TASK PROMPT - From the discussion of new Arrow memory layouts below, quote the passage starting with "Re: [DISCUSS] Adding" and going on through "arrays, maps, etc.).".

DOCUMENT EXCERPT -

Re: [DISCUSS] Adding new columnar memory layouts to Arrow (in-memory, IPC, C ABI)

Wes McKinney Tue, 14 Dec 2021 18:15:01 -0800

Ultimately, the problem comes down to providing a means of O(#
records) selection (take, filter) performance and memory use for
non-numeric data (strings, arrays, maps, etc.).


DuckDB and Velox are two projects which have designed themselves to be
very nearly Arrow-compatible but have implemented alternative memory
layouts to achieve O(# records) selections on all data types. I am
proposing to adopt these innovations as additional memory layouts in
Arrow with a target of zero-copy across the C ABI — how exactly they
are translated to the IPC format seems less of an immediate benefit
than enabling the in-memory performance/memory use optimization since
query engines can accelerate performance with faster selections. If
there are some alternative proposals to achieve O(# records) time and
space complexity for selection operations, let's definitely look at
them.


On Tue, Dec 14, 2021 at 8:02 PM Weston Pace <weston.p...@gmail.com> wrote:
>
> Would it be simpler to change the spec so that child arrays can be
> chunked?  This might reduce the data type growth and make the intent
> more clear.
>
> This will add another dimension to performance analysis.  We pretty
> regularly get issues/tickets from users that have unknowingly created
> parquet files with poor row group resolution (e.g. 50 rows per row
> group) and experience rotten performance as a result.  I suspect
> something similar could happen here.  It sounds like arrays will
> naturally subdivide over time.  Users might start seeing poor
> performance without realizing the root cause is because their 1
> million element array has been split into 10,000 allocations of 100
> elements.  However, I suspect this is something that could be managed
> with visibility and recompaction utilities.
>
>
> On Tue, Dec 14, 2021 at 1:22 PM Wes McKinney <wesmck...@gmail.com> wrote:
> >
> > hi folks,
> >
> > A few things in the general discussion, before certain things will
> > have to be split off into their own dedicated discussions.

DATA LINES -
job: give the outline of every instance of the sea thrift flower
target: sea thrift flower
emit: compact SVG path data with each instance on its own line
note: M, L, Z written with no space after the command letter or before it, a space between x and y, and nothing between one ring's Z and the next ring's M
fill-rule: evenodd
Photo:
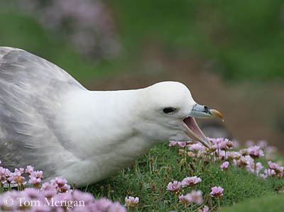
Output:
M180 202L188 205L191 203L195 203L201 205L203 202L202 192L201 191L192 191L186 195L181 195L178 197Z
M254 141L253 141L253 140L248 140L246 141L246 143L245 143L245 145L246 145L246 147L251 147L251 146L253 146L253 145L255 145Z
M266 148L268 145L268 144L267 141L265 140L258 140L258 142L257 143L257 145L261 147L263 149Z
M229 167L229 165L230 164L230 163L227 161L225 161L224 162L223 162L220 168L221 169L224 170L226 170Z
M246 165L246 169L252 173L258 174L259 172L263 168L263 166L260 162L254 164L254 162L250 162Z
M174 147L178 144L178 141L170 140L169 147Z
M205 147L201 143L195 143L189 146L188 149L190 151L192 151L195 153L198 152L198 151L204 151Z
M263 151L258 146L252 146L247 149L248 154L253 158L261 157L264 155Z
M202 209L198 209L198 212L209 212L209 207L207 206L204 206Z
M214 186L211 188L210 195L212 196L215 196L220 198L223 196L224 189L221 186Z
M28 183L33 185L35 187L38 187L43 177L43 171L33 171L29 175L30 179Z
M26 169L26 173L28 173L28 174L31 174L31 173L33 172L33 167L32 166L27 166Z
M167 189L170 191L178 191L180 189L182 184L180 182L174 181L168 184Z
M230 152L228 153L228 159L231 160L239 160L241 157L241 154L239 152Z
M271 161L268 161L267 163L268 164L269 168L273 169L276 174L283 174L283 173L284 172L284 167L280 167L278 163L273 162Z
M133 196L129 196L125 198L125 205L127 207L135 208L138 203L139 203L138 197L134 198Z
M187 145L187 143L185 141L178 141L178 145L182 148L184 148Z
M192 186L195 186L197 184L200 183L202 181L202 180L197 176L187 177L185 177L184 179L182 179L181 184L182 184L182 187Z
M185 195L185 196L184 196L183 194L180 195L178 197L178 199L179 199L180 202L183 203L184 205L188 205L192 202L191 196L189 196L187 195Z
M198 205L201 205L203 202L202 192L201 191L192 191L187 195L190 195L192 201Z

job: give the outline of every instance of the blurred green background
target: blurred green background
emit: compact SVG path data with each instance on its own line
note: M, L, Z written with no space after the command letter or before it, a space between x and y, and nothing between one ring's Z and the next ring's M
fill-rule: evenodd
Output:
M175 80L220 109L232 138L283 150L284 1L0 0L0 45L90 89ZM218 121L202 125L219 126Z

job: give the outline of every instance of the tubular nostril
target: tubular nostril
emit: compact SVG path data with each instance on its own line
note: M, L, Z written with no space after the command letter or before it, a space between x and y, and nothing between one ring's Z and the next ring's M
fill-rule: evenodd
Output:
M207 106L204 106L204 112L207 113L209 112L209 108Z

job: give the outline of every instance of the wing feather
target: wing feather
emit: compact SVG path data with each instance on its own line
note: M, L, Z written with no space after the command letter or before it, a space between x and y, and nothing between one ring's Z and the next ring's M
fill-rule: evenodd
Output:
M76 89L86 89L54 64L0 47L0 160L9 167L33 164L51 175L53 152L69 154L59 113L62 97Z

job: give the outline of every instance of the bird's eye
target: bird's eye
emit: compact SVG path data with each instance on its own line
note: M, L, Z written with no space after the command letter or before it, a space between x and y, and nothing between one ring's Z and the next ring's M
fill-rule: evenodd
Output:
M175 112L176 111L176 108L165 108L163 109L163 112L164 112L165 113L172 113L173 112Z

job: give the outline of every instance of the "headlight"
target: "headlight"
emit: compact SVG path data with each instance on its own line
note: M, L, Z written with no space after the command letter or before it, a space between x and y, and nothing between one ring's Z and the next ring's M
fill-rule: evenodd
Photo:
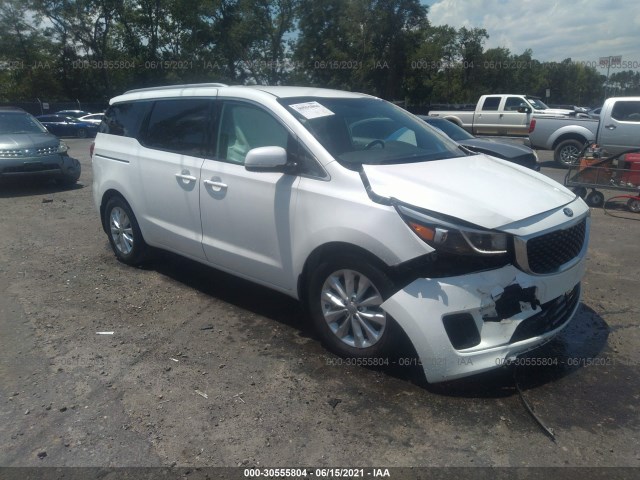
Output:
M510 236L456 225L407 207L397 207L409 228L435 250L458 255L506 255Z

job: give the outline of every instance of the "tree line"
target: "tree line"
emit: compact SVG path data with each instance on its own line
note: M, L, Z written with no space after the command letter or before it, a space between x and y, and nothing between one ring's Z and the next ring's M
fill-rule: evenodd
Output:
M596 65L485 48L433 26L419 0L3 0L0 101L106 101L132 88L223 82L362 91L408 105L527 93L597 105ZM606 93L639 94L638 72Z

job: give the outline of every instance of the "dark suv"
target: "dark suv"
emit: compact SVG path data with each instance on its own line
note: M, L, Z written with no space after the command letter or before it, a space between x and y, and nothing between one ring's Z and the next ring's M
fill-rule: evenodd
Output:
M80 162L67 150L24 110L0 109L0 177L45 176L73 185L80 178Z

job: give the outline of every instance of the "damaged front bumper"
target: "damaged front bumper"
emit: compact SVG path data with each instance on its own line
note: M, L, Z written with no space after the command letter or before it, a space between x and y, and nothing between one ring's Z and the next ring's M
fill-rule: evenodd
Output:
M553 275L512 265L449 278L419 278L382 308L406 332L427 381L491 370L548 341L580 303L585 259Z

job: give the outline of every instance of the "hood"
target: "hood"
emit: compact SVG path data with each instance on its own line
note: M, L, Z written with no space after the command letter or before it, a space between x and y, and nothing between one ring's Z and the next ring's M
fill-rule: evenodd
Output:
M46 132L0 134L2 149L53 147L59 143L58 137Z
M514 143L500 142L484 138L470 138L468 140L460 140L458 143L464 147L482 150L488 155L493 155L505 160L512 160L523 155L533 155L532 150L524 145L516 145Z
M377 195L489 229L575 199L574 193L542 174L486 155L363 169Z

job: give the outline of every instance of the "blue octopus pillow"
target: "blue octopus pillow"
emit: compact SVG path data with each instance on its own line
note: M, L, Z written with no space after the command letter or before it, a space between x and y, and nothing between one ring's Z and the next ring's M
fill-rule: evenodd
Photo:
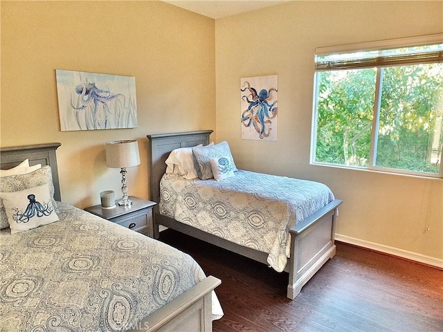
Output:
M49 185L0 194L11 234L28 230L59 220L52 203Z
M2 177L0 180L0 192L17 192L46 183L49 186L49 192L51 195L53 206L57 208L57 203L53 199L54 185L53 183L53 176L50 166L43 166L39 169L25 174ZM5 212L3 199L0 196L0 229L7 228L8 227L8 217Z
M209 163L214 178L217 181L235 176L234 167L228 157L210 158Z
M195 169L201 180L207 180L214 177L209 162L211 158L225 157L233 167L233 172L237 171L234 158L230 153L230 149L226 140L213 146L193 147L192 154L196 163Z

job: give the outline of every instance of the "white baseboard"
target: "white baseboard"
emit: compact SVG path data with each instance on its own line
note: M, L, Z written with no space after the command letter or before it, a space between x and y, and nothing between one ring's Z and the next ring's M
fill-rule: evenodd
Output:
M424 255L417 254L416 252L404 250L397 248L389 247L383 244L370 242L369 241L361 240L360 239L347 237L346 235L342 235L341 234L336 234L335 239L341 242L345 242L345 243L353 244L359 247L379 251L393 256L397 256L411 261L415 261L424 264L443 268L443 259L440 259L438 258L425 256Z

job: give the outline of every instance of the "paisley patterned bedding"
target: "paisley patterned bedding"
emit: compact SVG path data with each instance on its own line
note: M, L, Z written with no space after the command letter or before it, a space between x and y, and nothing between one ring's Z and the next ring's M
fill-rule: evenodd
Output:
M60 221L0 232L0 331L125 331L205 278L177 249L57 206Z
M221 181L165 174L160 189L162 214L268 253L278 272L289 257L289 228L334 200L322 183L244 170Z

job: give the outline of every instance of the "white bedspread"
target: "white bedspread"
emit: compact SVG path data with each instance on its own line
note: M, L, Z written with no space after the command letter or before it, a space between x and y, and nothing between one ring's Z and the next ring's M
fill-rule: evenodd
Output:
M289 257L289 228L334 200L322 183L244 170L221 181L165 174L160 188L161 214L266 252L278 272Z

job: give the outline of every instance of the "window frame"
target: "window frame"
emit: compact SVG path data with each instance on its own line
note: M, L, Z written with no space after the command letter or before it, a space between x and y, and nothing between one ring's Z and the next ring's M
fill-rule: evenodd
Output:
M371 42L368 43L359 43L347 45L340 45L335 46L327 46L316 48L315 55L325 56L337 53L350 53L354 52L367 52L370 50L382 50L385 49L393 49L401 48L404 47L413 47L419 46L436 44L443 43L443 33L428 35L426 36L417 36L408 38L400 38L396 39L386 39L378 42ZM443 51L437 52L439 54L433 54L434 57L436 56L441 59L443 57ZM440 59L441 61L441 59ZM433 62L436 62L433 61ZM410 65L416 64L411 62L408 64ZM399 66L400 64L397 64ZM395 174L406 174L412 176L418 176L420 177L430 177L430 178L443 178L443 145L442 146L442 151L440 155L440 162L438 173L431 173L425 172L415 172L409 171L406 169L399 169L394 168L382 167L380 166L376 166L377 159L377 148L378 144L378 132L379 124L380 118L380 107L381 102L381 86L383 84L383 68L385 66L395 66L396 64L381 65L381 66L368 66L363 68L377 68L376 73L376 86L374 91L374 100L372 108L372 132L371 132L371 142L370 148L370 156L368 160L368 166L354 166L347 165L342 164L334 164L327 162L316 161L316 148L317 143L317 119L318 119L318 91L319 89L319 82L318 82L318 73L320 71L327 71L327 69L323 68L318 70L318 68L315 68L314 76L314 91L313 91L313 111L312 111L312 125L311 125L311 154L310 154L310 164L329 166L338 168L345 168L350 169L361 169L368 171L376 171L383 173L391 173ZM345 70L346 68L334 68L334 70ZM347 68L350 69L350 68Z

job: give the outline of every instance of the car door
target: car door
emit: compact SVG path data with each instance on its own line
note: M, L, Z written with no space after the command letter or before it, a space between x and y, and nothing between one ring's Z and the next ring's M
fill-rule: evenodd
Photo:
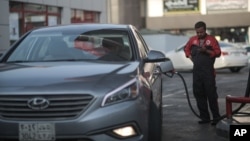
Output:
M144 41L143 37L138 31L135 31L135 36L138 44L138 49L140 52L140 57L145 59L147 57L147 53L149 52L149 48ZM143 77L149 83L152 94L153 101L157 105L158 108L161 106L162 99L162 79L160 73L159 63L144 63L143 64Z

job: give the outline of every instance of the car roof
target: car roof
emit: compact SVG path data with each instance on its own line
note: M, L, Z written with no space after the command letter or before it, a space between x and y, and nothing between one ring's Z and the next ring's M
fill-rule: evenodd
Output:
M84 24L68 24L47 26L33 29L32 32L53 32L53 31L81 31L88 32L100 29L123 29L128 30L132 25L129 24L101 24L101 23L84 23Z

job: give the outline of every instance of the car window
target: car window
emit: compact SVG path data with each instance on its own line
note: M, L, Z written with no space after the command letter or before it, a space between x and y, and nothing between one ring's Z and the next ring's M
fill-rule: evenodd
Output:
M250 52L250 46L249 47L245 47L245 49L247 50L247 52Z
M8 58L10 61L102 60L131 61L133 48L127 31L34 32Z

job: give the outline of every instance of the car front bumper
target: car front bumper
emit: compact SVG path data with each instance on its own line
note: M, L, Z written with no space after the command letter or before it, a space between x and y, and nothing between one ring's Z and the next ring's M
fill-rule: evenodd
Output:
M147 141L148 111L140 98L85 111L76 119L18 121L0 119L0 141L19 138L20 123L51 123L55 139L81 141ZM132 126L135 136L120 138L112 130Z

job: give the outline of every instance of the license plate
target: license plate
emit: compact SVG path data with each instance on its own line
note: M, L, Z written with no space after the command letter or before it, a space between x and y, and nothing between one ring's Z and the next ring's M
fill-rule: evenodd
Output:
M240 52L233 52L232 53L234 56L240 56Z
M20 123L19 141L54 141L53 123Z

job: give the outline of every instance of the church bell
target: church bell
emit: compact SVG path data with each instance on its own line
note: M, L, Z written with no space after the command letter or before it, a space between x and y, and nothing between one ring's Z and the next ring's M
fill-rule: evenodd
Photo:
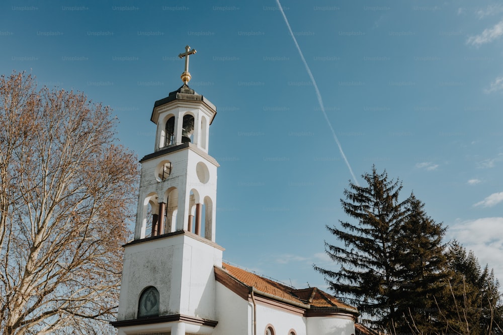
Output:
M182 126L182 143L192 142L191 137L194 134L194 117L186 115Z

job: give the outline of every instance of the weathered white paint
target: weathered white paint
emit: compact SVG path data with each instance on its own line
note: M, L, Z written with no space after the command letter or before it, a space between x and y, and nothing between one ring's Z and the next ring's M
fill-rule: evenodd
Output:
M118 320L135 319L146 287L159 291L159 315L215 319L214 265L222 250L190 233L128 246L122 272Z
M351 335L355 333L355 322L352 320L334 317L308 317L309 335Z
M159 181L156 178L156 170L166 161L172 163L171 174L165 180ZM207 181L204 180L206 181L205 183L200 181L198 177L198 164L200 166L204 164L204 169L207 170ZM174 204L175 207L171 209L172 211L177 210L177 220L171 226L172 231L187 230L191 209L190 192L193 190L197 194L196 203L202 203L206 197L211 199L213 210L211 213L211 225L208 229L205 229L205 237L214 242L218 166L214 161L200 155L192 144L188 148L144 161L141 166L135 240L144 238L148 234L145 231L145 227L147 220L151 220L151 218L146 217L148 198L158 203L166 202L169 198L174 196L177 197L178 203ZM170 199L170 201L172 200ZM208 210L207 208L207 211Z
M176 100L154 109L153 120L157 125L155 135L155 151L163 149L166 122L172 116L175 117L175 138L176 144L182 143L182 125L183 117L190 114L194 117L193 143L206 153L208 152L208 128L210 120L216 111L201 101Z
M211 103L210 103L211 105ZM181 314L215 320L212 328L173 321L120 327L119 335L262 335L272 324L275 335L351 335L352 320L337 317L308 317L258 302L256 315L252 301L243 299L215 279L214 266L222 265L222 248L215 241L217 168L207 155L209 124L214 106L201 101L175 100L154 108L157 125L154 152L164 149L166 122L175 120L175 145L182 144L184 116L194 118L193 143L176 151L142 162L135 240L144 239L148 203L157 210L167 202L165 233L187 231L189 214L196 204L204 203L204 236L185 232L130 244L125 248L118 320L136 319L142 291L153 286L159 294L159 316ZM169 178L158 177L161 165L172 164ZM191 195L192 192L192 195ZM254 320L257 333L254 333Z
M215 307L218 324L214 335L252 335L253 305L218 282Z
M266 326L270 323L274 327L277 335L288 335L288 330L292 328L295 329L297 335L306 335L306 318L301 315L294 315L258 303L257 316L257 334L264 334Z

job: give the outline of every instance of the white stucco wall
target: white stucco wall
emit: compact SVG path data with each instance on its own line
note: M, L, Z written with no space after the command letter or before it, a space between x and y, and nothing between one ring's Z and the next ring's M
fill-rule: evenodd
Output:
M276 331L276 335L288 335L288 330L291 329L294 329L297 335L306 335L306 318L301 315L276 309L260 303L257 303L257 315L258 334L264 334L266 326L271 324Z
M309 335L351 335L355 333L352 320L333 317L308 317Z
M136 318L140 293L153 286L160 315L214 320L213 266L221 264L221 250L185 234L127 246L117 319Z
M216 283L216 292L218 324L213 335L252 335L253 305L220 283Z

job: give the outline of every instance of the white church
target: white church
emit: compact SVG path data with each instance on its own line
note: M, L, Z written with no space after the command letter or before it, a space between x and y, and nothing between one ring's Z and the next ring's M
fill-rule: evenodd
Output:
M215 242L217 168L208 153L216 107L184 84L155 101L153 152L140 161L134 240L125 254L119 335L352 335L354 307L222 263Z

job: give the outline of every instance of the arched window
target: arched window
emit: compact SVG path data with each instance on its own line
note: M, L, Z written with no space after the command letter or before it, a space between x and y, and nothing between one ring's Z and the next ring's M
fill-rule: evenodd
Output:
M164 146L167 147L175 143L175 117L170 118L166 122L165 133Z
M194 135L194 117L190 114L184 116L182 126L182 143L192 142Z
M159 291L149 286L141 293L138 302L138 317L159 316Z

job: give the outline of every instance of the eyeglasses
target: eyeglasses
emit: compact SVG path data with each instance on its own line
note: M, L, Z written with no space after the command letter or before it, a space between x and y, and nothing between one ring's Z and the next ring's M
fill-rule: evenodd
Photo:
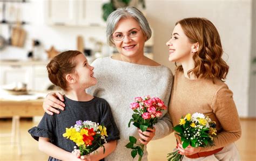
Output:
M112 35L112 37L113 37L113 39L116 41L123 40L126 35L129 36L130 38L134 38L138 36L138 33L140 30L140 29L138 30L132 30L130 31L129 34L123 34L122 33L117 33L116 34Z

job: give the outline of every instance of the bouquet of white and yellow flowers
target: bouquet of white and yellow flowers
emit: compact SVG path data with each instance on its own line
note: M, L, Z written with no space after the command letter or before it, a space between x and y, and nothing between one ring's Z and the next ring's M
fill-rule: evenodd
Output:
M79 120L73 127L66 128L66 132L63 135L76 143L81 156L89 155L100 146L103 147L105 152L103 144L106 143L106 128L98 123Z
M208 116L196 113L191 115L188 114L185 118L181 117L179 124L173 128L181 137L184 149L190 145L193 147L213 146L213 136L217 135L216 123ZM178 150L168 154L168 160L181 160L184 156Z

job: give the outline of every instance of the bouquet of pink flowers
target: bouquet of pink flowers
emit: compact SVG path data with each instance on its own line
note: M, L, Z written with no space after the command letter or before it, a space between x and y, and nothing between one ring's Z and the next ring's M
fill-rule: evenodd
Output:
M76 143L80 150L81 156L87 155L100 146L104 148L107 136L106 128L90 121L77 121L76 124L70 128L66 128L63 137L69 138ZM76 146L75 146L76 150ZM104 149L105 152L105 148Z
M157 122L158 118L162 115L161 111L167 109L164 102L158 97L151 98L146 96L144 99L141 97L135 97L134 102L131 103L130 108L133 110L132 118L130 120L128 127L130 128L132 122L133 125L145 131L147 128L153 129L153 126ZM137 139L133 136L129 137L130 142L125 145L127 148L132 149L131 156L134 158L139 154L139 160L141 160L143 156L144 145L136 144Z

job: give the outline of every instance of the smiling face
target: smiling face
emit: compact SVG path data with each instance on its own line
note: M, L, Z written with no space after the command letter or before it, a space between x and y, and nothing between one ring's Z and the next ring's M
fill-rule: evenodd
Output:
M178 24L173 29L172 38L166 43L169 47L169 61L183 62L193 60L191 51L193 45Z
M124 36L123 40L117 40L122 36ZM112 38L117 50L123 55L133 57L143 55L146 37L133 18L122 18L116 27Z
M88 64L84 55L79 54L75 58L75 61L76 62L76 78L79 87L86 89L95 85L97 80L93 76L94 67Z

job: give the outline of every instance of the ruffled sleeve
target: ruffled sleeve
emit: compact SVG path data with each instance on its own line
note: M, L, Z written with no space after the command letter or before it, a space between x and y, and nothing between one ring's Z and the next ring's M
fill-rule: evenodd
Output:
M31 136L37 141L38 141L39 137L49 138L51 141L52 141L53 137L52 133L51 132L45 129L39 128L37 127L35 127L29 129L29 133L30 134Z
M37 127L29 129L29 133L37 141L39 137L42 137L49 138L52 142L56 126L55 117L55 115L52 116L45 113Z

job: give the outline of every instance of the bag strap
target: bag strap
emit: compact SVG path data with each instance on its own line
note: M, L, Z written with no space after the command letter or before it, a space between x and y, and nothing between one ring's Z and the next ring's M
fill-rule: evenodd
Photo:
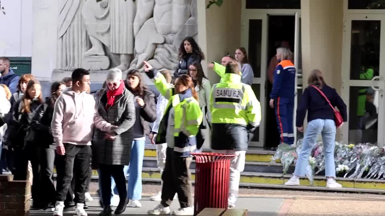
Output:
M315 86L314 85L311 85L310 86L316 89L317 91L318 91L318 92L320 93L320 94L322 95L322 96L323 97L323 98L325 98L325 100L326 100L326 101L327 101L327 102L329 103L329 105L330 106L330 107L331 107L331 108L333 110L333 111L335 111L336 110L334 108L334 107L333 106L333 105L331 105L331 103L330 103L330 101L329 101L329 99L328 99L328 97L326 96L326 95L325 95L325 94L323 93L323 92L322 92L322 91L320 90L319 88L317 88L317 86Z

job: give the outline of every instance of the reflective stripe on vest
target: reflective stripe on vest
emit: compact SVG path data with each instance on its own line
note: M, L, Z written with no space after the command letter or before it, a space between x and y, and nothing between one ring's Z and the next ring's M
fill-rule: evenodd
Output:
M214 101L213 105L214 108L232 109L237 110L244 110L245 108L245 106L241 105L245 91L244 85L242 85L241 89L230 88L217 88L216 86L216 84L213 86L213 88L215 89L214 91L213 91L212 95ZM225 102L226 103L223 103L221 102Z

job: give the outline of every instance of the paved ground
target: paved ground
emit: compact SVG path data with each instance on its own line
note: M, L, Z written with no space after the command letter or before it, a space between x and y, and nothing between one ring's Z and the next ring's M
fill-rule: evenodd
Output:
M92 183L90 192L95 198L88 203L89 215L97 215L101 211L96 195L97 183ZM147 211L158 204L148 197L160 189L157 184L143 186L141 208L127 208L122 215L146 215ZM242 188L237 208L248 209L249 216L382 216L385 215L385 197L368 194L324 193L285 190ZM174 202L172 209L179 207ZM33 211L30 215L50 215L51 213ZM72 215L67 213L65 216Z

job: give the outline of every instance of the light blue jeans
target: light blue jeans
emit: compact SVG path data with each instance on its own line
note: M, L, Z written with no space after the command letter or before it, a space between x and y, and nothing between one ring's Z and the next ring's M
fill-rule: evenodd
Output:
M336 136L336 125L334 121L330 119L315 119L308 123L308 127L302 141L301 153L295 165L294 174L303 176L306 172L308 164L309 156L313 146L317 141L318 135L322 136L323 152L325 160L325 176L336 176L334 163L334 145Z
M124 171L128 176L127 198L133 200L142 199L142 168L144 157L146 140L132 140L130 165L125 166ZM118 194L115 182L111 181L111 191L114 194Z

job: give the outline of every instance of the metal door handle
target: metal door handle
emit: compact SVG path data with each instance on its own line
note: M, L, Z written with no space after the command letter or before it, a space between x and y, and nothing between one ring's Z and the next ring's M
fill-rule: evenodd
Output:
M382 79L382 78L381 76L376 76L374 77L373 77L373 78L372 79L372 80L371 80L370 81L370 87L372 87L372 88L373 90L377 91L380 91L379 87L376 87L374 86L374 85L373 85L373 81L374 81L376 80L380 80L381 79Z

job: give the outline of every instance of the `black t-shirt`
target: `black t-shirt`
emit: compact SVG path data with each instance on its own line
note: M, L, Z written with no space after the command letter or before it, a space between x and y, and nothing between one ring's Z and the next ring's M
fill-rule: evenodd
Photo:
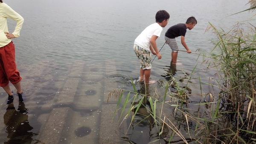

EXERCISE RESULT -
Re: [DISCUSS] Adding new columnar memory layouts to Arrow (in-memory, IPC, C ABI)

Wes McKinney Tue, 14 Dec 2021 18:15:01 -0800

Ultimately, the problem comes down to providing a means of O(#
records) selection (take, filter) performance and memory use for
non-numeric data (strings, arrays, maps, etc.).